■ WHAT TO DO ■
- A) In the BAL attendance text, how many fans showed up when the home team, DUC, played?
- B) Name every country that the BAL attendance text mentions by name, leaving out nationality adjectives.
- C) Return the section of the BAL attendance text that begins at the words "In the final, Tunisian" and stops after "season’s title game.".

■ TEXT TO READ ■
------------------------------------
When the home team, DUC, played, 2,000 rabid fans – many of whom were students from the Cheikh Anta Diop University where the team is housed – showed up and made noise.
When DUC wasn’t playing, however, things were a lot quieter. When Jean Jacques Nshobozwabyosenumukiza hit “the biggest shot” of his career to win the game for Rwanda’s REG against SLAC, few fans were there to see it happen.
I asked Mutombo about the lack of fans when the local team wasn’t on the floor.
He said the timing of the games may have hurt attendance and acknowledged that there is work to do. “We are new on the continent,” he said. “It’s a new experience for the NBA as well. But we learned a lot.”
He expected there to be more fans at games in Egypt, where the season moved to next, when the games tipped-off after working hours. But even in Cairo, where there was rabid support for the defending champions Zamalek, few fans showed up for the other games. Things did change during the playoffs, more fans packed the BK Arena in Kigali to watch Africa’s top talents compete for the championship.
In the final, Tunisian champions US Monastir outdueled Angola’s Petro de Luanda to win the 2022 BAL title avenging the loss they suffered in last season’s title game.
In Senegal, the legendary Tunisian Radhouane Slimane, who at 41 was still playing at an elite level and went on to help his AS Monastir team win the BAL title later in Kigali, blamed the lack of fans on local media not doing enough to cover the league.
------------------------------------
(Location annotation dataset excerpts)

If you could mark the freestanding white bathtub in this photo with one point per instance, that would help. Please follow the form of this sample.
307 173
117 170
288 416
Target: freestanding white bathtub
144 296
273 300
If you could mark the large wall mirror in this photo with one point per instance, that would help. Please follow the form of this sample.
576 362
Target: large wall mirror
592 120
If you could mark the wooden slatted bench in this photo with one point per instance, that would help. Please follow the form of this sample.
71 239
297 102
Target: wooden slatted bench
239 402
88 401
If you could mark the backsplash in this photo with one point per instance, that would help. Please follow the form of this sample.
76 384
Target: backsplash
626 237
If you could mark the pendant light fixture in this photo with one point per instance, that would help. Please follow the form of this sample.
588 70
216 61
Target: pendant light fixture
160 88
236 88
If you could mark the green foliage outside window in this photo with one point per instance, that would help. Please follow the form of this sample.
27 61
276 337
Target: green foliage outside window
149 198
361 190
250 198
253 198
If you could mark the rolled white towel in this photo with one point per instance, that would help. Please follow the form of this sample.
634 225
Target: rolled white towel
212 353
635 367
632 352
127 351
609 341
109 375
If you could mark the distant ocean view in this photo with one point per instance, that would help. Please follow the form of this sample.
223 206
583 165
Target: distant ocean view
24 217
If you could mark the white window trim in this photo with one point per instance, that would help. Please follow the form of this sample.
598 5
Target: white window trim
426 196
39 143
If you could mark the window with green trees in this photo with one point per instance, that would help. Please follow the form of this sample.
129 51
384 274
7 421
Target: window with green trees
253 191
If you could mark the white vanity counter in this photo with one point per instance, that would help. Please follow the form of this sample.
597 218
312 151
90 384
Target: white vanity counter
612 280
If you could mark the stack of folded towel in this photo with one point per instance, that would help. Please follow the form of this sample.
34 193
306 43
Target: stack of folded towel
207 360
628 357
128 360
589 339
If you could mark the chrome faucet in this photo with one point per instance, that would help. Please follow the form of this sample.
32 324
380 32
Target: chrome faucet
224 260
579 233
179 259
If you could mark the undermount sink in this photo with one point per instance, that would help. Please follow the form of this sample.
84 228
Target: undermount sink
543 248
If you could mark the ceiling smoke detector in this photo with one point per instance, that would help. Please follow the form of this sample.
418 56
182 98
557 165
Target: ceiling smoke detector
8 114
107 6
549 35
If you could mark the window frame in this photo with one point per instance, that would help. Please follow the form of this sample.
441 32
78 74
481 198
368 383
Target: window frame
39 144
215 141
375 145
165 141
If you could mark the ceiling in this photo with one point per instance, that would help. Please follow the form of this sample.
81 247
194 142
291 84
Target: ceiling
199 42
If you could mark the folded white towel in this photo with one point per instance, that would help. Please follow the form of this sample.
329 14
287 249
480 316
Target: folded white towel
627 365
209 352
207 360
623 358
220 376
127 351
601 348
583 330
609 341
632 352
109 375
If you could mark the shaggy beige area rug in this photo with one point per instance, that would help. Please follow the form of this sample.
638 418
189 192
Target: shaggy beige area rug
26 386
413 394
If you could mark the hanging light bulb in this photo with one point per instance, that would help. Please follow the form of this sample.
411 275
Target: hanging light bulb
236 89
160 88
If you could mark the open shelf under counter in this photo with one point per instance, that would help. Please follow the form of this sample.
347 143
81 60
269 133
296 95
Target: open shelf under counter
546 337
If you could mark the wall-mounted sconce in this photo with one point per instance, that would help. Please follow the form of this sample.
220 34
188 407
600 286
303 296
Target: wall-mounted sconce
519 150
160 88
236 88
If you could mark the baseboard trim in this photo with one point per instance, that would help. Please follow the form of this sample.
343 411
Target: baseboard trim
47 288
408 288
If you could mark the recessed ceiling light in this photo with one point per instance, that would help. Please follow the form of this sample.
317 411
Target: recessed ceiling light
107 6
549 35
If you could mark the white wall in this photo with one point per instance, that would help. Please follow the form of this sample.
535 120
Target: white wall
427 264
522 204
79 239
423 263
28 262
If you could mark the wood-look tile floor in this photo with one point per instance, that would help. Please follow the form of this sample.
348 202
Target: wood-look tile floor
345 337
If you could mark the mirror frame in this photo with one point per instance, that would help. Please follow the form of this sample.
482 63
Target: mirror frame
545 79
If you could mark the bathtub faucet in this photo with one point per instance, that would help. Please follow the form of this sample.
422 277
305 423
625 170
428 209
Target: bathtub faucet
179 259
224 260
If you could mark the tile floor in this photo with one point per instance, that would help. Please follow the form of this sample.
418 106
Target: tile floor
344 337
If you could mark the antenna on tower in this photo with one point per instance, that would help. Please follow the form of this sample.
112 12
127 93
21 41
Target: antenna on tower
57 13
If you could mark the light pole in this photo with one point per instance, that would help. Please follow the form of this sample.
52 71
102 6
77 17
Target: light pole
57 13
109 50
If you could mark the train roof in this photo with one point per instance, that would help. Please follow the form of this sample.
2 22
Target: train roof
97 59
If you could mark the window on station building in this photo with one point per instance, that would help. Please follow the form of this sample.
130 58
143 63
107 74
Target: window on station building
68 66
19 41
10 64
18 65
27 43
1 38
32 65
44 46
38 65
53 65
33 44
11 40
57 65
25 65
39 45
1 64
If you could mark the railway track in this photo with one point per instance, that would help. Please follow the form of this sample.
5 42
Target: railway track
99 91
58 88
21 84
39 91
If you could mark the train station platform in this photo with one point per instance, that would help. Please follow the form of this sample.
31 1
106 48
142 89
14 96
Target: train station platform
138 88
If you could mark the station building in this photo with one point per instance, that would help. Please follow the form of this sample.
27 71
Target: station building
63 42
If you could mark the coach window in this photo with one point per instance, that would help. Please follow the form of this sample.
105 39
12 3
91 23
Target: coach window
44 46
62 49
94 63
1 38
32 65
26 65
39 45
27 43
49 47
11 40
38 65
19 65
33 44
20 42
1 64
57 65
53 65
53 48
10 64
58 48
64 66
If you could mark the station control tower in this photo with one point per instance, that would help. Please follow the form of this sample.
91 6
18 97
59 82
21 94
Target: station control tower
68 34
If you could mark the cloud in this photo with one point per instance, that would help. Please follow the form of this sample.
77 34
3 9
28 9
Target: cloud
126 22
------------------------------------
■ SOLUTIONS PER TASK ■
- A) 2,000

- B) Rwanda, Egypt, Senegal, Angola

- C)
In the final, Tunisian champions US Monastir outdueled Angola’s Petro de Luanda to win the 2022 BAL title avenging the loss they suffered in last season’s title game.